Okuma metni:
※

İşte, Kayapınar!.. Şehrin en gözde, yapılarına, caddelerine, altyapısına sahip.. Ama gel gör ki, dibindeki varoşlar.. Yenişehir.. Ki Sur ve Bağlar da dahil.. Al birini vur ötekine!.. Manzara değişmiyor.. Buralar yeni yerleşim alanların çevresindeki çarpıklığın ötesinde, iç alemleri gel de yaşa dedirtiyor..  Sıkıntıların bini bir para!… Sokak hayvanlarının korku atmosferi de, ekstrası!

***

Kentsel dönüşüm, deniliyor?.. Yeni imar alanlarından söz ediliyor.. Lakin, nüfusu huzurlu kılan, yapıları modern kimliğe kavuşturan, uzlaşı zeminiyle, bölgeyi islah edebilecek, samimiyet karinesi içerisinde, varlık gösteren kurum, ilgili ve yetkili yok!. Var olan ise, bağımlılaşan rant çarkıyla, illa ki ben yetkili olursam diyor!..

***

 

Yoksa, Diyarbakır’daki kentsel dönüşümler, bilaistisna, davalık olur muydu?.. Açılan davaların, mahkemelerdeki dosyaların haddi hesabı yok.. Ki işin içerisine bir de, istimlak, milli emlak, ya da, yerel yönetimlerin kendi arazileri girince!.. Örgütlü yapılar da,  her mevzuya siyasi ve ideolojik yönde tuz biber hali.. Tam bir curcuna misali!… Gel de çık işin içerisinden!…

***

Bu hal-i durumun neticesi değil midir ki; hendek-barikat fecaatiyle, yerle yeksan olan, Sur’daki yeni yapıların, “ucubeleşmesi?”…Ve kentin dört bir tarafındaki metruk yapılar.. Her biri fuhuş ve uyuşturucu mekanı.. Kimine göre de kurtarılmış bölge; geçene aşk olsun?…

***

Ne diyor vaziyetin ilamına karşılık, İzzetin dayı?.. “Rant varsa kenti sahiplenen var, rant yoksa, sahiplenen yok?..” Denir ya, kitabın ortasından söz edilirse, ancak böyle edilir diye?… Dinleyen var mı; yok?… Ama eskiden öyle değildi?.. En küçük, sıradan kentle ilgili, sosyal, ekonomik, kültürel, hatta siyasi!.. İster olumlu, ister olumsuz mevzu olsun.. Buradan dile getirildiğinde, illa ki muhatabı, alaka gösterirdi…

***

Soruna, odaklanır!.. Çözüm üretmeye çalışır.. Ve bilahare kamuoyunu da bilgilendirme adına, beyanat verirdi?.. Peki şimdi, deve kuşu misali kafalar kuma gömülü şekilde, olup-biten umursanılmıyor!.. En vahimi de, şu sosyal medya kirliliği arenasında hakikatlerin heba edilir hale getirilmesi yönündeki, itibar suikastleri!…

***

Siz hakikati haykırın!.. Bir bakıyorsunuz ki, lağımdan üreyen klavye donkişotu, altına iki kelime yazıp, o gerçeği, itibarsızlaştırıyor.?  Ve bunu bir marifet gibi de sunuyor birilerinin nam-ı hesabına!. Hal böyle olunca da, insan tiksintiyle ıraklaşıyor, ne haliniz varsa diye?..

※

Veri öğeleri:
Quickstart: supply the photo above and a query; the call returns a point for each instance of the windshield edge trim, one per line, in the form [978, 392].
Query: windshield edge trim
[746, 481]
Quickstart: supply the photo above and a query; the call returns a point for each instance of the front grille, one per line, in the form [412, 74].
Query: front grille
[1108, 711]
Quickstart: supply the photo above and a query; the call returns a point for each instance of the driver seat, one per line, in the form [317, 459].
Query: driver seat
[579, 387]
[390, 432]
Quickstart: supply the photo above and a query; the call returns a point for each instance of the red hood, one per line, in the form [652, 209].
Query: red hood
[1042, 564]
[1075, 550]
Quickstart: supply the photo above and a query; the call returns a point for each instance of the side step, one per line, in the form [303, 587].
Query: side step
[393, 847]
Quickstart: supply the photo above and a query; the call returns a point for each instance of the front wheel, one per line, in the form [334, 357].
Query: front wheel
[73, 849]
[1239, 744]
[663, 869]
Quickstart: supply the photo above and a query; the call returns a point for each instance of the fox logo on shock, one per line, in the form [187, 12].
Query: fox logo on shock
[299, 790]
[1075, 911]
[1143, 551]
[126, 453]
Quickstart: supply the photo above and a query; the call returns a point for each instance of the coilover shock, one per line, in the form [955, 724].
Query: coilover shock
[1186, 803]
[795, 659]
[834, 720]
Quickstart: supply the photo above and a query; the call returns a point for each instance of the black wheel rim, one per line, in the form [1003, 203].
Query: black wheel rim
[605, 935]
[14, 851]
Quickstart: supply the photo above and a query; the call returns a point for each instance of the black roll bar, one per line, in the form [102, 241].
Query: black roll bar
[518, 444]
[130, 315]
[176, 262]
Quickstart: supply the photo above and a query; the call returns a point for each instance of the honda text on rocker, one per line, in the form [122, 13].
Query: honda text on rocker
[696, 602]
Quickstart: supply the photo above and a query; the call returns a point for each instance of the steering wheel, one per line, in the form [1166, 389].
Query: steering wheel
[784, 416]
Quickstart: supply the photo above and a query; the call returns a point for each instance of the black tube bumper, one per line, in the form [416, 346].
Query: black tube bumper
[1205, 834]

※

Yönerge A: Okuma metnine göre kentin dört bir tarafındaki metruk yapıların her biri ne olarak nitelendiriliyor?
Yönerge B: Okuma metninde "İşte, Kayapınar!.. Şehrin" ifadesinden "atmosferi de, ekstrası!" ifadesine kadar olan kısmı hiç değiştirmeden geri döndür.

Tam yanıt A: Fuhuş ve uyuşturucu mekanı olarak.

Tam yanıt B:
İşte, Kayapınar!.. Şehrin en gözde, yapılarına, caddelerine, altyapısına sahip.. Ama gel gör ki, dibindeki varoşlar.. Yenişehir.. Ki Sur ve Bağlar da dahil.. Al birini vur ötekine!.. Manzara değişmiyor.. Buralar yeni yerleşim alanların çevresindeki çarpıklığın ötesinde, iç alemleri gel de yaşa dedirtiyor..  Sıkıntıların bini bir para!… Sokak hayvanlarının korku atmosferi de, ekstrası!